### Tasks for this exercise
1. Write out the passage of the Crysvita article from "One-year treatment with Crysvita" up to and including "real-world study shows.".
2. Answer these questions using the Crysvita article:
(a) In which journal was the study published?
(b) By what route is Crysvita given?
(c) On which chromosome is the PHEX gene situated?

Top of Extract

Crysvita Normalizes Phosphate Levels, Improves Growth in Children in Real-world Study

Crysvita Normalizes Phosphate Levels, Improves Growth in Children in Real-world Study

One-year treatment with Crysvita (burosumab) led to the normalization of phosphate levels in children with X-linked hypophosphatemia (XLH) and helped improve their growth, a small real-world study shows.

The findings provide evidence of Crysvita’s effectiveness beyond clinical trials, and show that the therapy has positive effects without major adverse events, the researchers said.

The study, “Positive Response to One-Year Treatment With Burosumab in Pediatric Patients With X-Linked Hypophosphatemia,” was published in the journal Frontiers in Pediatrics.

XLH is caused by mutations in the PHEX gene, situated on the X chromosome, that codes for the PHEX enzyme. These mutations lead to excessive activity of the fibroblast growth factor 23 (FGF23) — crucial for bone strength — which in turn increases the excretion of phosphate from the body and decreases its levels in blood. Phosphate is important for many cellular processes, including the development and growth of bones and teeth.

Crysvita is an antibody, or protective protein against FGF23, given by subcutaneous (under-the-skin) injection. Developed by by Ultragenyx Pharmaceutical and Kyowa Kirin, it is intended to increase the reabsorption of phosphate and, as a result, its levels in blood.

Bottom of Extract
Top of Record extracts

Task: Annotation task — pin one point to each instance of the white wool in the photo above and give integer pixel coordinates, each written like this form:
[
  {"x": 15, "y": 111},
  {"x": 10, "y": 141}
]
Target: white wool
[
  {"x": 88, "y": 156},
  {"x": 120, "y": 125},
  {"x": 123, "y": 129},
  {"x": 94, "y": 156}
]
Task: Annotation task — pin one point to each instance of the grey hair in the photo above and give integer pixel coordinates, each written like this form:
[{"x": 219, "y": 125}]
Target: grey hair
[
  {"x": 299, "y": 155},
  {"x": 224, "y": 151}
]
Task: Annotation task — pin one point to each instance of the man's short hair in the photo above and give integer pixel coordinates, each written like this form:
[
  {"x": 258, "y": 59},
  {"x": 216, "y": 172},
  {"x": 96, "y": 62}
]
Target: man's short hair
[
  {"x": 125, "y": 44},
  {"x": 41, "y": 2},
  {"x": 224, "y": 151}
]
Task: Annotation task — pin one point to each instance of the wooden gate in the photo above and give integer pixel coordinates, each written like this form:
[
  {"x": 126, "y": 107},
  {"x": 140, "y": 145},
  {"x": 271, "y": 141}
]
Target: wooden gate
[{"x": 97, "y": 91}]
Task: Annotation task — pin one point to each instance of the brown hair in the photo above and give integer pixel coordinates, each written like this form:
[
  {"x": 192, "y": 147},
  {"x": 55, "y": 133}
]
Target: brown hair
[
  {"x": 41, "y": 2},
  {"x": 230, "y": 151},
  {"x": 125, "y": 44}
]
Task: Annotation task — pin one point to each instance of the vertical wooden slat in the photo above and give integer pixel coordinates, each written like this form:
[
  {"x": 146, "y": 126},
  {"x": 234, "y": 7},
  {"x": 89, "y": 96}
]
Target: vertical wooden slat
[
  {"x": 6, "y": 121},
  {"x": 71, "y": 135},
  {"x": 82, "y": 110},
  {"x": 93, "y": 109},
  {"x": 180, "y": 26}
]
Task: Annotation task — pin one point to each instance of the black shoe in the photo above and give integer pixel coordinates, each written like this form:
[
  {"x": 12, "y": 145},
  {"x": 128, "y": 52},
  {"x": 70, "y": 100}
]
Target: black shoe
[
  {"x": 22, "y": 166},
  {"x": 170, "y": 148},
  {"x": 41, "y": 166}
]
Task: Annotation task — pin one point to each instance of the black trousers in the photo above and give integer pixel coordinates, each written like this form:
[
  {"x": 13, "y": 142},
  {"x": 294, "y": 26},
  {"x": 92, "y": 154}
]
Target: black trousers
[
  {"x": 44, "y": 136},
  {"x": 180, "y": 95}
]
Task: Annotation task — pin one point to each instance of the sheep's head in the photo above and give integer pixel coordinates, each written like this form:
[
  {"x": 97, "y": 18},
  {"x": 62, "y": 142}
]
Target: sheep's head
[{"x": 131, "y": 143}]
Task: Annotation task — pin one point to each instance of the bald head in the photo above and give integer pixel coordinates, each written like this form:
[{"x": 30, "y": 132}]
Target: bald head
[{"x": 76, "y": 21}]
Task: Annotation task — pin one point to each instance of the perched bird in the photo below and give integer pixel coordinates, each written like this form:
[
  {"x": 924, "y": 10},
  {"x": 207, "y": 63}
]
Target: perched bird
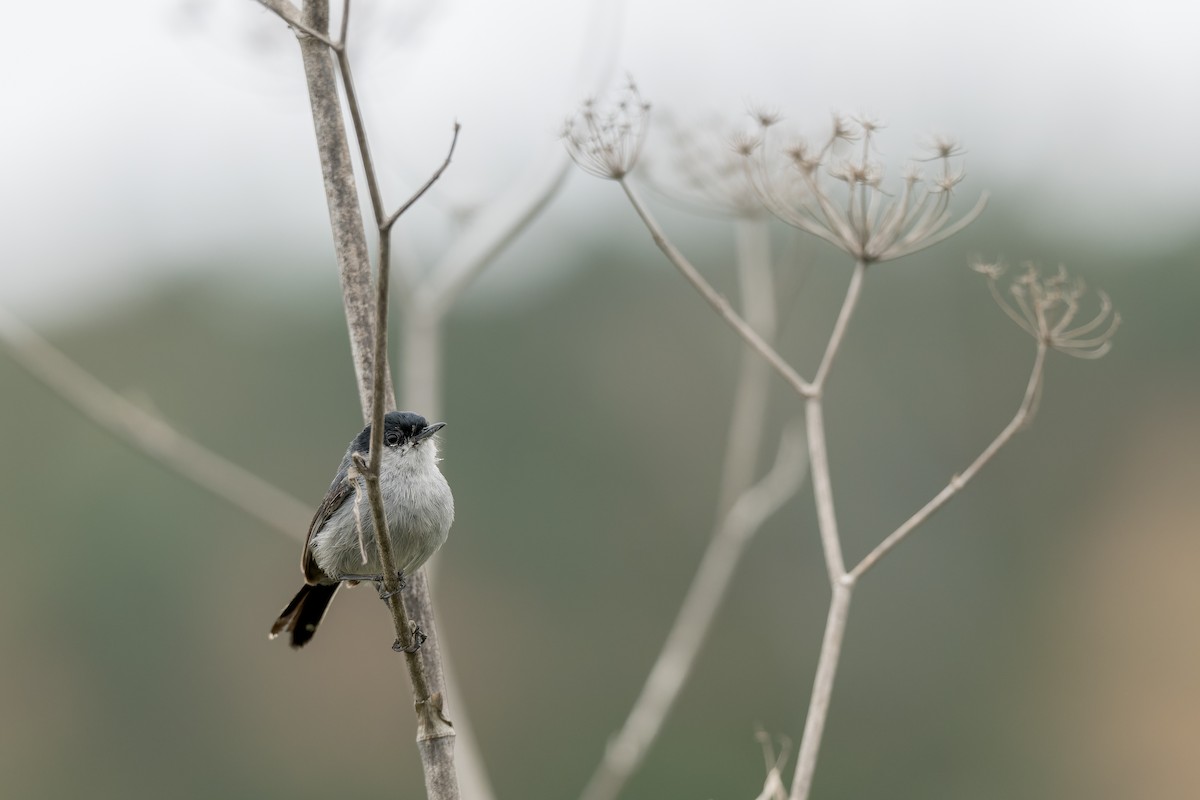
[{"x": 418, "y": 507}]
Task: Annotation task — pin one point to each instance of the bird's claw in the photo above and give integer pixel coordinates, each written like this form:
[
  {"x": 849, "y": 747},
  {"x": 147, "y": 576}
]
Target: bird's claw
[{"x": 418, "y": 641}]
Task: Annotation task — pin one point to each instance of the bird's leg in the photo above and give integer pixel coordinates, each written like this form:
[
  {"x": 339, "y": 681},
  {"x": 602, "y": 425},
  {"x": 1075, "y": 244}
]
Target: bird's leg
[
  {"x": 378, "y": 581},
  {"x": 418, "y": 641}
]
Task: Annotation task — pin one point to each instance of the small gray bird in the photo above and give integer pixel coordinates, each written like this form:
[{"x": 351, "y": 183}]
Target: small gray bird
[{"x": 418, "y": 506}]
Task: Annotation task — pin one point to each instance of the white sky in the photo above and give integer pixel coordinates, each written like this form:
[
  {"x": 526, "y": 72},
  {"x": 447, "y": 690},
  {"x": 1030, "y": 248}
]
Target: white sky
[{"x": 179, "y": 132}]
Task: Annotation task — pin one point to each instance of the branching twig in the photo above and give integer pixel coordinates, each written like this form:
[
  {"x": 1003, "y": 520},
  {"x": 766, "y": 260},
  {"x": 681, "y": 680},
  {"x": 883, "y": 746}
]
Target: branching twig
[
  {"x": 719, "y": 304},
  {"x": 628, "y": 747},
  {"x": 148, "y": 433},
  {"x": 1023, "y": 416},
  {"x": 845, "y": 583}
]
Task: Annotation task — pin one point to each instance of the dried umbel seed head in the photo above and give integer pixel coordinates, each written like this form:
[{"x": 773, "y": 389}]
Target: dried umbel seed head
[
  {"x": 700, "y": 163},
  {"x": 607, "y": 142},
  {"x": 1047, "y": 310},
  {"x": 861, "y": 217}
]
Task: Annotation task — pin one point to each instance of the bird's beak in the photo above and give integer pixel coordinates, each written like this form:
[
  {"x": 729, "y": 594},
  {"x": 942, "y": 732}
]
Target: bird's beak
[{"x": 430, "y": 429}]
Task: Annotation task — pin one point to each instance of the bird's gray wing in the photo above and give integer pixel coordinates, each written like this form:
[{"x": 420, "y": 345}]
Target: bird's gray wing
[{"x": 339, "y": 491}]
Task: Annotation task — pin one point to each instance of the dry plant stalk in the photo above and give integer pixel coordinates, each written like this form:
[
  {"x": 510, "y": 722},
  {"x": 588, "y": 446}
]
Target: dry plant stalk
[
  {"x": 870, "y": 226},
  {"x": 367, "y": 317}
]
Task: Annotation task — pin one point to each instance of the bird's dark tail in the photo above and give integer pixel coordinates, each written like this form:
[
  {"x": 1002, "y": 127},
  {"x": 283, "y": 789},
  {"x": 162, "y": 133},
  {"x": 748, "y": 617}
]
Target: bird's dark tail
[{"x": 304, "y": 613}]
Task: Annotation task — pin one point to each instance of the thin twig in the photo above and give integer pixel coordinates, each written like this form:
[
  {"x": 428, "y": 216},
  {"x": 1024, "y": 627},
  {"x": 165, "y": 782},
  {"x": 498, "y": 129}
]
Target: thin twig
[
  {"x": 714, "y": 299},
  {"x": 628, "y": 747},
  {"x": 367, "y": 319},
  {"x": 843, "y": 588},
  {"x": 417, "y": 196},
  {"x": 822, "y": 491},
  {"x": 839, "y": 329},
  {"x": 756, "y": 287},
  {"x": 1023, "y": 416},
  {"x": 490, "y": 232},
  {"x": 150, "y": 434},
  {"x": 822, "y": 690},
  {"x": 342, "y": 196}
]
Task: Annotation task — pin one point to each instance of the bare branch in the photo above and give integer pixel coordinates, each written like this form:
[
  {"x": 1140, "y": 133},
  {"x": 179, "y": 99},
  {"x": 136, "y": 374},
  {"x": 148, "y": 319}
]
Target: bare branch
[
  {"x": 150, "y": 434},
  {"x": 627, "y": 750},
  {"x": 490, "y": 233},
  {"x": 822, "y": 491},
  {"x": 822, "y": 689},
  {"x": 417, "y": 196},
  {"x": 714, "y": 299},
  {"x": 1023, "y": 416},
  {"x": 342, "y": 196}
]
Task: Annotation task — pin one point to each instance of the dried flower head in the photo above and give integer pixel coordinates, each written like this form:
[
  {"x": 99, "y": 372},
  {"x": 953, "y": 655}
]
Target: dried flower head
[
  {"x": 862, "y": 218},
  {"x": 700, "y": 163},
  {"x": 1047, "y": 307},
  {"x": 609, "y": 142}
]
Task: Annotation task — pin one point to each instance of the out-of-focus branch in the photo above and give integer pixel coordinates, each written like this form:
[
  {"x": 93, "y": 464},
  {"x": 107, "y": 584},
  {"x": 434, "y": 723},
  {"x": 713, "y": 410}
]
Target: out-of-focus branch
[
  {"x": 149, "y": 434},
  {"x": 1023, "y": 417},
  {"x": 737, "y": 506},
  {"x": 627, "y": 750},
  {"x": 719, "y": 304},
  {"x": 756, "y": 286}
]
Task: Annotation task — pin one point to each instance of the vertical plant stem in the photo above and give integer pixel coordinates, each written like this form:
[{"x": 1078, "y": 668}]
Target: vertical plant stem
[
  {"x": 822, "y": 690},
  {"x": 822, "y": 491},
  {"x": 750, "y": 395},
  {"x": 342, "y": 197},
  {"x": 628, "y": 747}
]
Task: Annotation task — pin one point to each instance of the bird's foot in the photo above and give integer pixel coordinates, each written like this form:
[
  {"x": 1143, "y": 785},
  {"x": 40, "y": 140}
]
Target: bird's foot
[{"x": 418, "y": 641}]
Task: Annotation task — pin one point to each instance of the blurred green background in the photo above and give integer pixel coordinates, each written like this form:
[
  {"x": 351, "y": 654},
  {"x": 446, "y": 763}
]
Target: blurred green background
[
  {"x": 163, "y": 223},
  {"x": 1037, "y": 638}
]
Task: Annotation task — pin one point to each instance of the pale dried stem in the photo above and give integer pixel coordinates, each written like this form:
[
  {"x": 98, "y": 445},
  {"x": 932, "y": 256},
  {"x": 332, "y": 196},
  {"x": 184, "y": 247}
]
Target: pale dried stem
[
  {"x": 719, "y": 304},
  {"x": 822, "y": 491},
  {"x": 627, "y": 749},
  {"x": 1023, "y": 417},
  {"x": 435, "y": 733},
  {"x": 150, "y": 434},
  {"x": 822, "y": 690},
  {"x": 750, "y": 395},
  {"x": 843, "y": 588},
  {"x": 737, "y": 505}
]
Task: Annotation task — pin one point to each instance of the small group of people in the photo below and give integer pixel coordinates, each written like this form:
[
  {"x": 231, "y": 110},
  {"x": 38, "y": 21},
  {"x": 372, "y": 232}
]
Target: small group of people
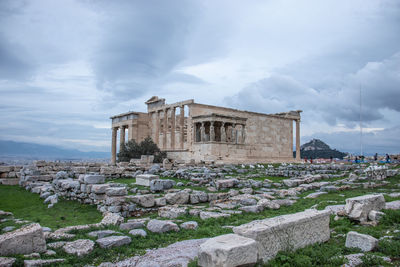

Bottom of Record extracts

### Answers per task
1.
One-year treatment with Crysvita (burosumab) led to the normalization of phosphate levels in children with X-linked hypophosphatemia (XLH) and helped improve their growth, a small real-world study shows.

2.
(a) Frontiers in Pediatrics
(b) By subcutaneous (under-the-skin) injection
(c) The X chromosome